↓↓↓

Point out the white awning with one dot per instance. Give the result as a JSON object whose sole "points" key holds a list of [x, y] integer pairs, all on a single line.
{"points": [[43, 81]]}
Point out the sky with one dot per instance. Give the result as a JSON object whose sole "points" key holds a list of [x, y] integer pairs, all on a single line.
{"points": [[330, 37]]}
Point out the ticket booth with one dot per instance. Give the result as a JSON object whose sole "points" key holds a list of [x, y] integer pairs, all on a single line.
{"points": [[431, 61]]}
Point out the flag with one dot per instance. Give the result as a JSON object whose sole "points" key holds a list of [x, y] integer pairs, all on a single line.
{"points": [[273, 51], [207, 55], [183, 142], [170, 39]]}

↑↑↑

# Assignment
Reproduce the data above in full. Leave nothing out.

# Result below
Point out the white awning with one dot per instance. Give the result as a JSON object whose sole "points" key holds a list of [x, y] integer pairs, all on a single line.
{"points": [[43, 81]]}
Point out the sky with one dot per instance. Give the result as a JSON object whose sole "points" key holds a list of [x, y] integer pairs, all on a single line.
{"points": [[330, 37]]}
Point out the ticket booth with one dot per instance. Give the result as a JSON object whose sole "points" key holds a list of [x, y] integer pairs, all on a single line.
{"points": [[431, 61]]}
Point out the flag with one dot per instance. Give the result as a JSON object whose sole "points" key holds a list of [x, y] integer pairs, all on a single line.
{"points": [[273, 51], [207, 55], [183, 142], [170, 39]]}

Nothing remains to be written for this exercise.